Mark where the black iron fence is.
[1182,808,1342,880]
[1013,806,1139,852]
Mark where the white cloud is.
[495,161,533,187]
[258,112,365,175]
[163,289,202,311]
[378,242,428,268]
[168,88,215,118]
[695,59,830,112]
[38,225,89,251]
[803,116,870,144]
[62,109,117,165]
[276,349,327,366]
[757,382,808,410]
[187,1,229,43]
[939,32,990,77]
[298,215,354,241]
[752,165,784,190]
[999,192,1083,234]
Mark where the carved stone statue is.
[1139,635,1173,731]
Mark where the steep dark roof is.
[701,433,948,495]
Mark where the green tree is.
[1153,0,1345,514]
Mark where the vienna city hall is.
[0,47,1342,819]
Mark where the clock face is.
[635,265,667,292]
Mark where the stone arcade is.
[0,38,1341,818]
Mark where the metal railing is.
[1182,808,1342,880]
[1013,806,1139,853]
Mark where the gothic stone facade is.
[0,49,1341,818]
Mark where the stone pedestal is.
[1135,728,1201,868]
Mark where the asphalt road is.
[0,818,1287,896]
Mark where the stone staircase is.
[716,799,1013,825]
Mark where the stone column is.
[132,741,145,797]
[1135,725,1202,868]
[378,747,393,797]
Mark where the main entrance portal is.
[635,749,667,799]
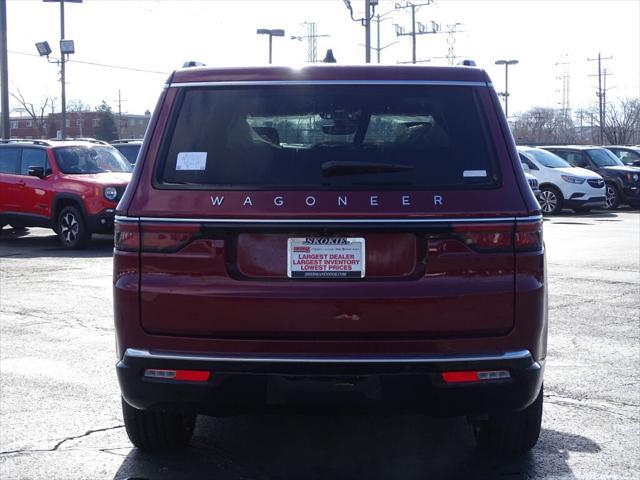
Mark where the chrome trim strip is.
[124,348,532,364]
[170,80,487,87]
[115,215,542,224]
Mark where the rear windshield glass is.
[527,150,571,168]
[115,145,140,163]
[55,146,132,173]
[587,148,624,167]
[157,85,499,189]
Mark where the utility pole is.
[587,52,613,145]
[496,60,518,120]
[555,54,571,128]
[343,0,378,63]
[0,0,11,139]
[447,22,462,65]
[256,28,284,65]
[291,22,329,63]
[116,89,128,140]
[395,0,440,63]
[371,10,398,63]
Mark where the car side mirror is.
[27,167,44,178]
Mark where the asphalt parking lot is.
[0,210,640,480]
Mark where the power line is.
[395,0,440,63]
[9,50,171,75]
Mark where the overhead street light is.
[36,42,51,57]
[60,40,76,55]
[256,28,284,64]
[36,0,82,139]
[496,60,519,120]
[343,0,378,63]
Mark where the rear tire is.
[538,185,563,215]
[122,399,196,452]
[56,207,91,250]
[604,183,620,210]
[475,388,544,455]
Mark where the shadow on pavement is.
[0,228,113,258]
[115,416,600,480]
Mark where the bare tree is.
[11,90,53,138]
[67,99,91,137]
[604,98,640,145]
[512,107,577,145]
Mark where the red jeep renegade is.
[0,140,132,248]
[114,66,547,453]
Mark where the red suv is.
[114,66,547,453]
[0,140,132,248]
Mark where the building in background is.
[9,111,151,139]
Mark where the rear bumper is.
[117,349,544,416]
[622,185,640,204]
[564,197,606,208]
[87,208,116,233]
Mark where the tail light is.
[141,223,200,252]
[114,220,140,252]
[114,220,200,252]
[515,220,542,252]
[453,223,513,252]
[453,220,542,252]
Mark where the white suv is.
[518,147,606,215]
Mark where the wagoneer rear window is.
[156,84,499,190]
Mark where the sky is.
[7,0,640,114]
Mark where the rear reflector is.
[114,220,140,252]
[442,370,511,383]
[144,368,210,382]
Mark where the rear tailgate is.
[131,217,528,339]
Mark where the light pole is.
[343,0,378,63]
[496,60,518,120]
[36,40,76,140]
[36,0,82,139]
[256,28,284,64]
[0,0,11,139]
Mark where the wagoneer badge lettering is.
[211,194,444,207]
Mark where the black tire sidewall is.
[56,207,91,250]
[605,183,620,210]
[540,185,563,215]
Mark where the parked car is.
[518,147,606,215]
[0,140,131,249]
[540,146,640,209]
[111,140,142,165]
[114,66,547,454]
[607,145,640,167]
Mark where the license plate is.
[287,237,365,278]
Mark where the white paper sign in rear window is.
[176,152,207,170]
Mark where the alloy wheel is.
[540,190,558,213]
[605,185,618,209]
[60,212,80,245]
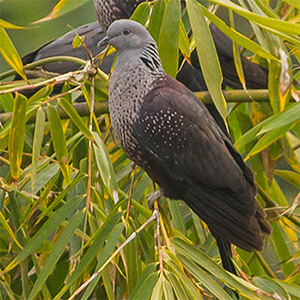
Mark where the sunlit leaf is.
[8,94,27,179]
[186,0,226,118]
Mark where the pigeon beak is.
[97,36,110,48]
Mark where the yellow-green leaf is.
[158,0,181,77]
[48,104,71,184]
[0,19,25,29]
[8,93,27,179]
[186,0,226,119]
[58,98,94,141]
[34,0,88,23]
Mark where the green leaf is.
[272,222,295,277]
[72,35,84,48]
[81,223,124,300]
[212,0,300,35]
[34,0,88,23]
[58,98,94,142]
[245,123,296,160]
[157,0,181,77]
[252,277,289,299]
[28,210,84,299]
[186,0,227,122]
[164,250,202,300]
[164,270,188,299]
[0,211,23,249]
[0,19,25,29]
[31,107,45,191]
[274,170,300,189]
[93,132,119,203]
[234,102,300,151]
[148,0,166,44]
[178,255,231,300]
[170,238,259,300]
[54,210,122,299]
[0,93,14,112]
[47,104,71,184]
[3,196,83,273]
[130,2,150,25]
[201,6,277,60]
[8,93,27,179]
[151,274,163,300]
[129,272,159,300]
[163,276,175,300]
[0,27,27,80]
[129,263,158,300]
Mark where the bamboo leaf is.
[8,93,27,179]
[47,104,71,184]
[93,132,119,203]
[151,274,163,300]
[275,170,300,189]
[186,0,226,118]
[0,211,23,249]
[212,0,300,35]
[171,238,259,300]
[3,196,83,273]
[129,272,158,300]
[34,0,88,23]
[164,270,188,299]
[58,98,94,142]
[234,102,300,151]
[54,210,122,299]
[178,255,231,300]
[31,107,45,191]
[201,6,277,60]
[148,0,166,44]
[245,123,295,160]
[157,0,181,77]
[130,2,150,25]
[81,223,124,300]
[28,210,84,299]
[0,19,25,29]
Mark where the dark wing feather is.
[133,76,262,250]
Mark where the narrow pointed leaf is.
[28,210,84,299]
[58,98,94,142]
[3,196,83,273]
[31,107,45,191]
[8,93,27,179]
[48,104,71,183]
[93,133,119,203]
[158,0,181,77]
[186,0,227,122]
[34,0,88,23]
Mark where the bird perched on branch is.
[100,20,271,273]
[18,0,268,91]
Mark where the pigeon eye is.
[123,29,130,35]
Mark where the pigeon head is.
[99,20,155,52]
[94,0,145,31]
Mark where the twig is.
[126,164,136,222]
[68,210,159,300]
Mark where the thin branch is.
[0,56,86,80]
[126,164,136,222]
[68,210,159,300]
[0,90,300,124]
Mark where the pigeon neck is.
[115,42,165,75]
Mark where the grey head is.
[99,20,156,53]
[94,0,145,31]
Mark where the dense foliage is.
[0,0,300,300]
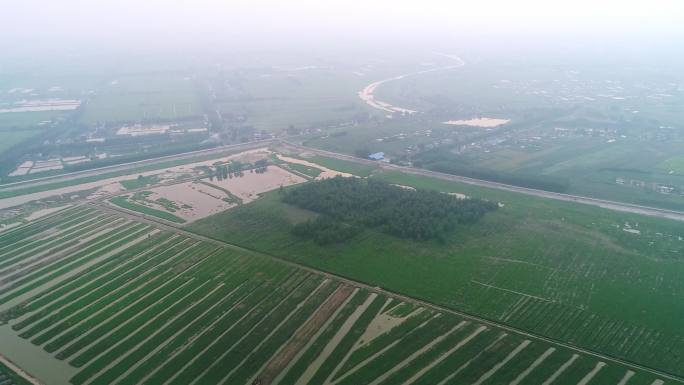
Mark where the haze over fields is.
[0,0,684,385]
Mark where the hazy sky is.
[0,0,684,52]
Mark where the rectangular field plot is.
[0,207,682,385]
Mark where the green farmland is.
[0,207,682,385]
[189,164,684,375]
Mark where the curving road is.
[359,53,465,115]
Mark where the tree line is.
[282,177,497,241]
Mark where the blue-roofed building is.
[368,152,385,160]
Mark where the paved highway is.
[282,142,684,221]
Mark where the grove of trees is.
[282,177,498,241]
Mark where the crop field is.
[81,74,201,124]
[189,166,684,375]
[0,207,681,385]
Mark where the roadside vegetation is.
[282,177,497,241]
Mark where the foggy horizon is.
[5,0,684,52]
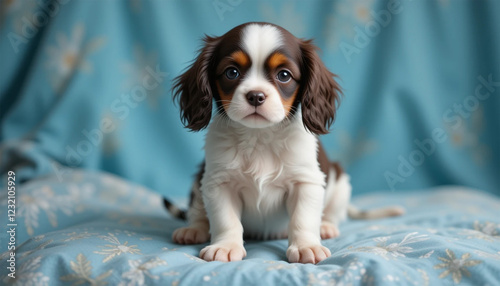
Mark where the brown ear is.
[300,40,342,135]
[172,36,219,131]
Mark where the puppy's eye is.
[276,70,292,83]
[224,68,240,80]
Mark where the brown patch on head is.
[229,51,250,68]
[266,51,300,116]
[267,52,288,70]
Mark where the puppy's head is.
[174,23,340,134]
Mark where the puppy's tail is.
[347,205,405,219]
[163,197,187,220]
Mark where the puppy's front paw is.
[321,221,340,239]
[172,226,210,244]
[200,243,247,262]
[286,245,332,264]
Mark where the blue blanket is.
[0,0,500,285]
[0,170,500,285]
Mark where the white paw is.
[320,221,340,239]
[172,226,210,244]
[200,243,247,262]
[286,244,332,264]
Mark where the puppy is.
[164,23,402,263]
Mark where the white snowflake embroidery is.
[344,232,429,260]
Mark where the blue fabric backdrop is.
[0,0,500,196]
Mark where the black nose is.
[247,90,266,107]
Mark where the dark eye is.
[224,68,240,80]
[276,70,292,83]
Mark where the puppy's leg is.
[200,184,246,262]
[286,183,331,263]
[320,172,352,239]
[172,181,210,244]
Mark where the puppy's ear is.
[300,40,342,135]
[172,36,219,131]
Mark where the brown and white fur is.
[165,23,402,263]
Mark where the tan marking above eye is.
[267,53,288,70]
[230,51,250,68]
[215,80,233,111]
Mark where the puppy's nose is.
[247,90,266,107]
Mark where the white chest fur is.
[201,116,325,238]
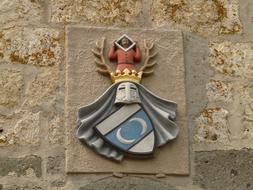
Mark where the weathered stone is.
[9,112,40,145]
[194,149,253,190]
[0,155,42,177]
[79,177,177,190]
[4,184,44,190]
[0,28,61,66]
[48,116,64,144]
[210,41,253,79]
[0,70,24,107]
[65,27,189,175]
[206,79,233,103]
[240,85,253,139]
[51,0,142,24]
[0,111,40,145]
[47,155,64,174]
[25,67,60,106]
[0,0,41,27]
[194,107,229,142]
[151,0,242,36]
[51,180,65,187]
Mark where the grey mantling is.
[76,81,179,161]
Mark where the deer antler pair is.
[92,38,113,75]
[92,37,157,76]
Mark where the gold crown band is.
[111,68,142,83]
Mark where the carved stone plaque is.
[65,27,189,175]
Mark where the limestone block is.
[240,85,253,139]
[0,155,42,177]
[79,177,178,190]
[0,0,41,28]
[47,155,65,174]
[0,28,62,66]
[48,116,65,144]
[0,70,24,107]
[151,0,242,36]
[0,111,40,145]
[194,149,253,190]
[65,27,189,175]
[194,107,229,142]
[51,0,142,24]
[25,67,60,106]
[210,41,253,79]
[3,183,45,190]
[206,79,233,103]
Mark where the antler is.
[140,40,157,76]
[92,37,112,75]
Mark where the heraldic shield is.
[95,104,155,155]
[76,35,179,161]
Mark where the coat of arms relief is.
[76,34,179,161]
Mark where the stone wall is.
[0,0,253,190]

Task
Reproduce the rows above verbatim, starting at the line that contains "Mark where the puppy's tail is." and ending at the final line of the rows, with both ends included. Leave the pictures out of your reproduction.

Exercise response
Mark where the puppy's tail is.
[347,205,405,219]
[163,197,187,220]
Mark where the puppy's front paw is.
[321,221,340,239]
[172,226,210,244]
[200,243,247,262]
[286,245,332,264]
Mark where the blue blanket is.
[0,0,500,285]
[0,170,500,285]
Mark where the white paw is.
[320,221,340,239]
[172,226,210,244]
[200,243,247,262]
[286,244,332,264]
Mark where the puppy is.
[164,23,402,263]
Mark where the white snowflake embroidery is.
[344,232,429,260]
Mark where the blue fabric backdrop is.
[0,0,500,196]
Mark where the black nose is.
[247,90,266,107]
Mark where the dark eye is.
[224,68,240,80]
[276,70,292,83]
Mark where the puppy's leg is.
[200,184,246,262]
[286,183,331,263]
[320,172,352,239]
[172,181,210,244]
Mark where the puppy's ear is.
[300,40,342,135]
[172,36,219,131]
Mark where the brown and white fur is.
[165,23,402,263]
Mark where the tan marking above eye is.
[267,53,288,70]
[230,51,250,68]
[215,80,233,111]
Mark where the puppy's nose is.
[247,90,266,107]
Mark where the white chest fur is.
[201,116,325,238]
Mark where the weathered stone is.
[9,112,40,145]
[194,149,253,190]
[0,155,42,177]
[79,177,177,190]
[4,184,44,190]
[0,28,61,66]
[48,116,64,144]
[210,41,253,79]
[0,70,24,107]
[65,27,189,175]
[206,79,233,103]
[240,85,253,139]
[51,0,142,24]
[0,111,40,145]
[47,155,64,174]
[25,67,60,106]
[0,0,41,27]
[194,107,229,142]
[151,0,242,36]
[51,180,65,187]
Mark where the grey mantling is.
[76,81,179,161]
Mark where the deer antler pair is.
[92,38,113,75]
[92,37,157,76]
Mark where the gold crown band is.
[111,68,142,83]
Mark where the carved stone plaque is.
[65,27,189,175]
Mark where the limestone block is.
[240,85,253,139]
[0,155,42,177]
[79,177,178,190]
[0,0,41,28]
[47,155,65,174]
[0,28,62,66]
[48,116,65,144]
[0,70,24,107]
[151,0,242,36]
[0,111,40,145]
[194,149,253,190]
[65,27,189,175]
[194,107,229,142]
[51,0,142,24]
[25,67,60,106]
[210,41,253,79]
[3,183,45,190]
[206,79,233,103]
Mark where the antler is.
[140,40,157,76]
[92,37,112,75]
Mark where the heraldic shield is.
[95,104,155,155]
[76,35,179,161]
Mark where the coat of arms relief is.
[76,34,179,161]
Mark where the stone wall is.
[0,0,253,190]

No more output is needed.